### Aim of the task
Give back the data below exactly as it was given.

BEGIN Entries supplied

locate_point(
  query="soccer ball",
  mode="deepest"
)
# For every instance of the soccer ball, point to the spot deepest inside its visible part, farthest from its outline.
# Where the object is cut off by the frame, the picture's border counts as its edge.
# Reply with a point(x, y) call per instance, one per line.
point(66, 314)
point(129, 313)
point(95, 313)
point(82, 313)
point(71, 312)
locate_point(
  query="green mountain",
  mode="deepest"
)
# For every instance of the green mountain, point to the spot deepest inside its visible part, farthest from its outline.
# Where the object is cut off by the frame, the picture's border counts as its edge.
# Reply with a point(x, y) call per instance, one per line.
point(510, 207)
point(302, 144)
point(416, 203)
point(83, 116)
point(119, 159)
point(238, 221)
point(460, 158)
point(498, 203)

END Entries supplied

### Result of this exercise
locate_point(
  query="soccer ball",
  mode="deepest"
)
# For every instance of the soccer ball, point to the spot deepest inside its visible part, farthest from its outline.
# Where the object is cut off by the frame, the picture's border counts as its edge.
# Reply with a point(x, y) call per instance, one per line.
point(66, 314)
point(129, 313)
point(95, 313)
point(82, 313)
point(71, 312)
locate_point(
  query="green mountain",
  mode="deepest"
)
# For every instance of the green mountain, point to the spot deepest inside its visible part, farthest from its outline.
# Where the object is cut off by the frame, the picture's border counts as its edge.
# Reply with a point(x, y) call per instance, one per line.
point(510, 207)
point(302, 144)
point(416, 203)
point(83, 116)
point(119, 159)
point(238, 221)
point(460, 158)
point(498, 203)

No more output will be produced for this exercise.